→ **PASSAGE GIVEN**:
----------------

Why Financial Crime is a CEO Issue

Why Financial Crime is a CEO Issue

CEOs at banks and fintechs often equate financial crime with fraud. Fraud hits the bottom line and can kill a business in its infancy, so it’s no surprise that it’s top of mind.

Other elements of financial crime - trying to stop money laundering and terrorist financing, and identifying PEPs and sanctioned persons - are seen as tick box requirements. Everyone knows that you can’t get it 100% right, so you just hire some people and buy some technology, and then focus on the revenue-generating parts of the business, right?!

I think Alison Rose would say “wrong”.

In 2021, Natwest were fined £264.8m for anti-money laundering failures, despite having spent £700 million in the last five years on new technology. They plan to spend over £1 billion more to further strengthen financial crime controls in the next five years, and more than 8% of its entire workforce are focussed on financial crime.

I also think Christian Sewing would say “wrong”.

Deutsche Bank were fined, for various different financial crime failings, $130m in 2021, $150m in 2020 and $425m in 2017. Again, this was after spending almost $1 billion to improve its training and controls and expand its anti-financial crime team to more than 1,500 people.

Financial crime is a CEO issue, and these are the reasons why.

CEO Priorities

As a CEO of a fintech or bank, you have 3 main priorities:

  1. Making sure there is money in the bank,
  2. Setting the company’s overall direction, and
  3. Defining the culture.
Each of these priorities can be completely destroyed by a financial crime failure, and that makes financial crime a CEO issue.

Making Sure There Is Money in the Bank

Initially through fundraising, and later through a focus on unit economics, revenue generation and profitability, the number one priority for any CEO is making sure there is enough money in the bank to serve customers and pay employees.

A CEO’s lack of attention to financial crime can destroy a bank or fintech’s financial situation in these 4 ways.

Fraud Losses

As mentioned above, fraud is usually the area of financial crime that CEOs do think about. It hits the bottom line, and if customers are being defrauded, it can be a noisy and very public issue.

Fraud is a serious and growing issue. According to data from Aite-Novarica Group, fintechs have an average fraud rate of roughly 0.30%, which is 3x that of traditional debit cards. According to Juniper Research, merchant losses to online payment fraud are expected to hit $206 billion cumulatively between 2021 and 2025, and in 2020, identity fraud alone caused $56 billion in losses across all U.S. financial services firms. Ignore fraud, and you’ll very quickly have no money in the bank.

----------------

→ **SET TASKS**:
**A)** Set down, word for word, the part of the financial crime article between "A CEO’s lack" and "in the bank.", inclusive.
**B)** Extract from the listing below only the lines between the one holding "on the blurred" and the one holding "point(470, 72)", inclusive, and reproduce them exactly.
The article on financial crime has nothing to do with the listing that comes after it.

----------------

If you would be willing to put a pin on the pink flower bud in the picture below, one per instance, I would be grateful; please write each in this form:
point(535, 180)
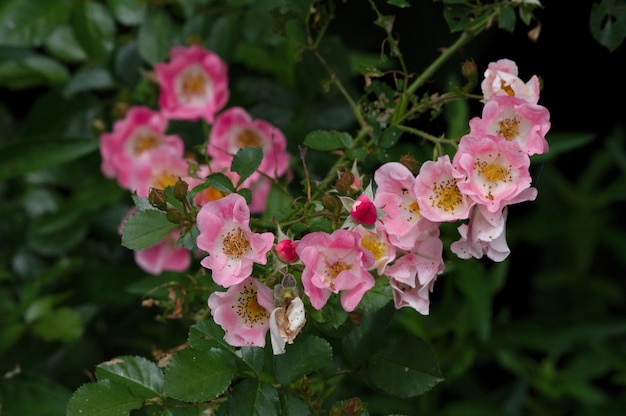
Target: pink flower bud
point(363, 211)
point(286, 251)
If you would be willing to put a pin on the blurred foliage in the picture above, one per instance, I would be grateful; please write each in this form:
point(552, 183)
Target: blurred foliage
point(540, 334)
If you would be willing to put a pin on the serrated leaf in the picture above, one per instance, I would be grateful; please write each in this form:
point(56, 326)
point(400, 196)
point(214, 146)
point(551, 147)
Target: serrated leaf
point(196, 376)
point(246, 161)
point(30, 23)
point(128, 12)
point(87, 79)
point(104, 398)
point(217, 180)
point(32, 155)
point(94, 28)
point(144, 229)
point(155, 36)
point(63, 45)
point(306, 354)
point(30, 70)
point(404, 367)
point(326, 140)
point(140, 375)
point(253, 398)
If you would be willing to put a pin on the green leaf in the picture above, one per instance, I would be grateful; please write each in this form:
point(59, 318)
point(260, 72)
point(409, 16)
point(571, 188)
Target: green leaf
point(246, 161)
point(128, 12)
point(253, 398)
point(390, 137)
point(87, 79)
point(140, 375)
point(155, 36)
point(32, 155)
point(326, 140)
point(216, 180)
point(607, 21)
point(31, 70)
point(95, 30)
point(399, 3)
point(404, 367)
point(306, 354)
point(145, 228)
point(63, 324)
point(63, 45)
point(30, 23)
point(104, 398)
point(195, 376)
point(368, 336)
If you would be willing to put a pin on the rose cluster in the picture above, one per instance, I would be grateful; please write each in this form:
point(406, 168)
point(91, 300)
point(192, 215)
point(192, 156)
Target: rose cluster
point(391, 230)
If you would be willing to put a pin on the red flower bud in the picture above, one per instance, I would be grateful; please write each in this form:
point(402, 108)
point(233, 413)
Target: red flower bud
point(363, 211)
point(286, 251)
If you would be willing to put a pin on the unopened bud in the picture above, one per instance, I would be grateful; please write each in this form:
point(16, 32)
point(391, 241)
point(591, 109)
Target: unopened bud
point(174, 215)
point(363, 211)
point(345, 181)
point(180, 190)
point(157, 198)
point(330, 202)
point(470, 72)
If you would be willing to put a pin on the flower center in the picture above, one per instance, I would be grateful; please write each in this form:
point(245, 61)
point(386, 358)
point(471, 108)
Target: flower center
point(446, 195)
point(509, 128)
point(194, 83)
point(248, 308)
point(372, 244)
point(333, 270)
point(144, 141)
point(507, 89)
point(210, 194)
point(249, 138)
point(492, 172)
point(236, 243)
point(163, 180)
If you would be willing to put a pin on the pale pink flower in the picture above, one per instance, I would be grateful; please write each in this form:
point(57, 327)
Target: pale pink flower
point(412, 276)
point(484, 234)
point(260, 187)
point(157, 168)
point(226, 236)
point(235, 128)
point(335, 263)
point(437, 191)
point(194, 84)
point(164, 256)
point(376, 242)
point(285, 324)
point(521, 123)
point(141, 130)
point(501, 78)
point(395, 195)
point(243, 311)
point(497, 175)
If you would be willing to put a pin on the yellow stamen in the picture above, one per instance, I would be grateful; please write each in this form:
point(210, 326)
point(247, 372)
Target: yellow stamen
point(249, 138)
point(235, 243)
point(509, 128)
point(248, 308)
point(447, 195)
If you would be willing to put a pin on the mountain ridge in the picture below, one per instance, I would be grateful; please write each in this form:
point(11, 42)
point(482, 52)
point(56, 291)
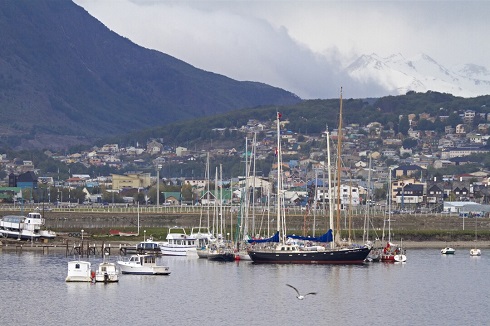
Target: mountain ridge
point(421, 73)
point(65, 78)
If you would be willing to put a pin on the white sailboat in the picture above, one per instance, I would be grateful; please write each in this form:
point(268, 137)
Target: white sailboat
point(475, 251)
point(289, 252)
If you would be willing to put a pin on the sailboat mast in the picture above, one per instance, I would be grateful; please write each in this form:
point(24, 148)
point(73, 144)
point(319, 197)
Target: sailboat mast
point(339, 166)
point(329, 171)
point(278, 190)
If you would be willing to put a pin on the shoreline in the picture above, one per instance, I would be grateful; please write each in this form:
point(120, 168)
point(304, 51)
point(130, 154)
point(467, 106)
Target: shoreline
point(442, 244)
point(408, 244)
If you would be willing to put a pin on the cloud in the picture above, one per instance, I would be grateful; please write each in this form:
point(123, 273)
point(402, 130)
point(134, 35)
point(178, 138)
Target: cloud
point(301, 46)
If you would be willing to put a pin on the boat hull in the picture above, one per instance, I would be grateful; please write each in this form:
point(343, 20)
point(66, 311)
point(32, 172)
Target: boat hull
point(341, 256)
point(153, 270)
point(177, 251)
point(226, 257)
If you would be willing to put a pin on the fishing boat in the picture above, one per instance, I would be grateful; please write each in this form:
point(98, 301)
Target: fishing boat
point(448, 251)
point(178, 243)
point(221, 254)
point(142, 265)
point(80, 271)
point(475, 251)
point(148, 246)
point(393, 253)
point(28, 227)
point(107, 273)
point(289, 252)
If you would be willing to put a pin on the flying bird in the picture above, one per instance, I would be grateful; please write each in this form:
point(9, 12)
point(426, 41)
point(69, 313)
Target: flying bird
point(299, 296)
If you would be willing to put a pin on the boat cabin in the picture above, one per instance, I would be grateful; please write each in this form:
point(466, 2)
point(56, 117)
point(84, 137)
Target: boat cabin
point(287, 247)
point(79, 271)
point(142, 259)
point(148, 247)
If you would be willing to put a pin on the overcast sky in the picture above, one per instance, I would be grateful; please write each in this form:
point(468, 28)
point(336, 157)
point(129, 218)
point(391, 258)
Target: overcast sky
point(300, 45)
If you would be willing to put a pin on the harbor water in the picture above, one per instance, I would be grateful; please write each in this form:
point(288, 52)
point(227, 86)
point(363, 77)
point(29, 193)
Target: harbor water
point(429, 289)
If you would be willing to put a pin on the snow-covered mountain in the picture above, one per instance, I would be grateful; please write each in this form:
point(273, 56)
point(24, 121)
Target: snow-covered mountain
point(398, 75)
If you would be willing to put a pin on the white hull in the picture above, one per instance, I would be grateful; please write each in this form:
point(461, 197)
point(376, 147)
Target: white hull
point(475, 252)
point(202, 253)
point(400, 258)
point(242, 256)
point(107, 273)
point(448, 251)
point(142, 265)
point(138, 270)
point(177, 250)
point(22, 235)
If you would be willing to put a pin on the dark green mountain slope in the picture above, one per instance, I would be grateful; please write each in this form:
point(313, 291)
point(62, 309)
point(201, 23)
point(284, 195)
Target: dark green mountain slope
point(65, 79)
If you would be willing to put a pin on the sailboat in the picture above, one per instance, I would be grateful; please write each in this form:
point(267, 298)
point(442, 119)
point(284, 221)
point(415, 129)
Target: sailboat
point(475, 251)
point(289, 251)
point(391, 252)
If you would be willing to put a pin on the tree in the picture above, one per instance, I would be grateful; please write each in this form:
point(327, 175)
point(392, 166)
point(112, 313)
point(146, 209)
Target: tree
point(404, 125)
point(409, 143)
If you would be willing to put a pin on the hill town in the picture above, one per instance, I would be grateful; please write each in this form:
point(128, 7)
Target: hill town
point(428, 168)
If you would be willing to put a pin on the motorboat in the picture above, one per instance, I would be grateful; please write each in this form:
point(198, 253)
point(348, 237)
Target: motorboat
point(224, 255)
point(25, 227)
point(203, 236)
point(80, 271)
point(393, 253)
point(149, 247)
point(145, 264)
point(475, 252)
point(107, 272)
point(448, 251)
point(178, 243)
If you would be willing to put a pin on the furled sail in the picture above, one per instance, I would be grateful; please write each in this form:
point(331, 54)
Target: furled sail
point(274, 238)
point(327, 237)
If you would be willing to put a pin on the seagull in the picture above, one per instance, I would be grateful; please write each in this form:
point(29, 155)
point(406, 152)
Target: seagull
point(299, 296)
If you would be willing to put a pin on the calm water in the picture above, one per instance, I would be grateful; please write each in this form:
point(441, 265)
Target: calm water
point(430, 289)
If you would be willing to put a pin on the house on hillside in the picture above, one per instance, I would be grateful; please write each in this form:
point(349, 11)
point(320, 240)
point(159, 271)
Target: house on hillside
point(23, 180)
point(410, 194)
point(172, 197)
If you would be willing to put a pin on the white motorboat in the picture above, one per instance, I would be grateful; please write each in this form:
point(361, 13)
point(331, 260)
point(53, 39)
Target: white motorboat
point(475, 252)
point(79, 271)
point(203, 236)
point(148, 247)
point(107, 272)
point(25, 227)
point(448, 251)
point(178, 243)
point(143, 265)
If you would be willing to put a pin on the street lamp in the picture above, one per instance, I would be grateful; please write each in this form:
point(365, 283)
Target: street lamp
point(159, 166)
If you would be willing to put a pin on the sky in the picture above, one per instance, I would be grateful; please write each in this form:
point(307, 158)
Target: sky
point(301, 46)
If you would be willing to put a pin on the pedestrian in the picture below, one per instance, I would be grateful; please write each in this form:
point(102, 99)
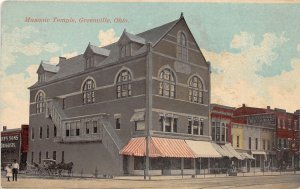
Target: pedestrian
point(15, 170)
point(8, 172)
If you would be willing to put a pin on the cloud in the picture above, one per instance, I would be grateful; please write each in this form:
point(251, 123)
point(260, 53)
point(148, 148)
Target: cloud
point(14, 44)
point(235, 81)
point(55, 60)
point(107, 37)
point(15, 97)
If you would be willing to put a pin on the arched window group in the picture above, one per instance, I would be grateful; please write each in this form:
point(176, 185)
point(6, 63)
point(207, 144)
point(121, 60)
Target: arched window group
point(195, 90)
point(40, 102)
point(123, 84)
point(182, 49)
point(167, 84)
point(88, 91)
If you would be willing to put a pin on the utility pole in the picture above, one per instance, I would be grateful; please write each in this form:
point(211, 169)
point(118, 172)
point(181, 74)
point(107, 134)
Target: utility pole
point(148, 112)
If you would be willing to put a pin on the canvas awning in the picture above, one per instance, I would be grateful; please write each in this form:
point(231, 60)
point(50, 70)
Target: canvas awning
point(138, 116)
point(256, 152)
point(246, 156)
point(159, 147)
point(222, 151)
point(137, 147)
point(203, 149)
point(232, 151)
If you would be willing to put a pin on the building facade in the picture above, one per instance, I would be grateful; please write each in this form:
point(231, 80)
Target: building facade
point(14, 146)
point(88, 108)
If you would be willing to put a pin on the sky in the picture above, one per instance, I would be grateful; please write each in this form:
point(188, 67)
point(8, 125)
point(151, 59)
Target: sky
point(254, 49)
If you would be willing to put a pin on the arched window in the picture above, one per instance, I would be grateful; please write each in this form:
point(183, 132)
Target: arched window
point(40, 102)
point(124, 84)
point(88, 91)
point(167, 84)
point(181, 46)
point(196, 90)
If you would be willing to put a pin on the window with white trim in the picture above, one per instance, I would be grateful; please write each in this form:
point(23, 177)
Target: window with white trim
point(40, 102)
point(167, 84)
point(88, 91)
point(182, 50)
point(168, 123)
point(196, 90)
point(124, 84)
point(195, 126)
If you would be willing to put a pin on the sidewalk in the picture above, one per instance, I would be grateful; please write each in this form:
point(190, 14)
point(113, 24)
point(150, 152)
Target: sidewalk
point(178, 177)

----------------

→ **FULL ANSWERS**:
**A)**
A CEO’s lack of attention to financial crime can destroy a bank or fintech’s financial situation in these 4 ways.

Fraud Losses

As mentioned above, fraud is usually the area of financial crime that CEOs do think about. It hits the bottom line, and if customers are being defrauded, it can be a noisy and very public issue.

Fraud is a serious and growing issue. According to data from Aite-Novarica Group, fintechs have an average fraud rate of roughly 0.30%, which is 3x that of traditional debit cards. According to Juniper Research, merchant losses to online payment fraud are expected to hit $206 billion cumulatively between 2021 and 2025, and in 2020, identity fraud alone caused $56 billion in losses across all U.S. financial services firms. Ignore fraud, and you’ll very quickly have no money in the bank.

**B)**
If you would be willing to put a pin on the blurred foliage in the picture above, one per instance, I would be grateful; please write each in this form:
point(552, 183)
Target: blurred foliage
point(540, 334)
If you would be willing to put a pin on the serrated leaf in the picture above, one per instance, I would be grateful; please write each in this form:
point(56, 326)
point(400, 196)
point(214, 146)
point(551, 147)
Target: serrated leaf
point(196, 376)
point(246, 161)
point(30, 23)
point(128, 12)
point(87, 79)
point(104, 398)
point(217, 180)
point(32, 155)
point(94, 28)
point(144, 229)
point(155, 36)
point(63, 45)
point(306, 354)
point(30, 70)
point(404, 367)
point(326, 140)
point(140, 375)
point(253, 398)
If you would be willing to put a pin on the green leaf in the picture above, one per instance, I would be grateful; please write each in this form:
point(59, 318)
point(260, 72)
point(409, 16)
point(571, 188)
Target: green leaf
point(246, 161)
point(128, 12)
point(253, 398)
point(390, 137)
point(87, 79)
point(140, 375)
point(155, 36)
point(32, 155)
point(326, 140)
point(216, 180)
point(607, 21)
point(31, 70)
point(95, 30)
point(399, 3)
point(404, 367)
point(306, 354)
point(145, 228)
point(63, 324)
point(63, 45)
point(30, 23)
point(104, 398)
point(195, 376)
point(368, 336)
If you would be willing to put a pin on the rose cluster in the picture above, one per instance, I would be grateful; please write each in this form:
point(406, 168)
point(91, 300)
point(192, 215)
point(192, 156)
Target: rose cluster
point(391, 230)
If you would be willing to put a pin on the red flower bud in the picture above, one per instance, I would be grateful; please write each in this form:
point(402, 108)
point(233, 413)
Target: red flower bud
point(363, 211)
point(286, 251)
If you would be willing to put a pin on the unopened bud in the picture above, one per instance, I would be grateful; please write each in this form:
point(16, 32)
point(391, 241)
point(591, 109)
Target: unopened bud
point(174, 215)
point(363, 211)
point(345, 181)
point(180, 190)
point(157, 198)
point(330, 202)
point(470, 72)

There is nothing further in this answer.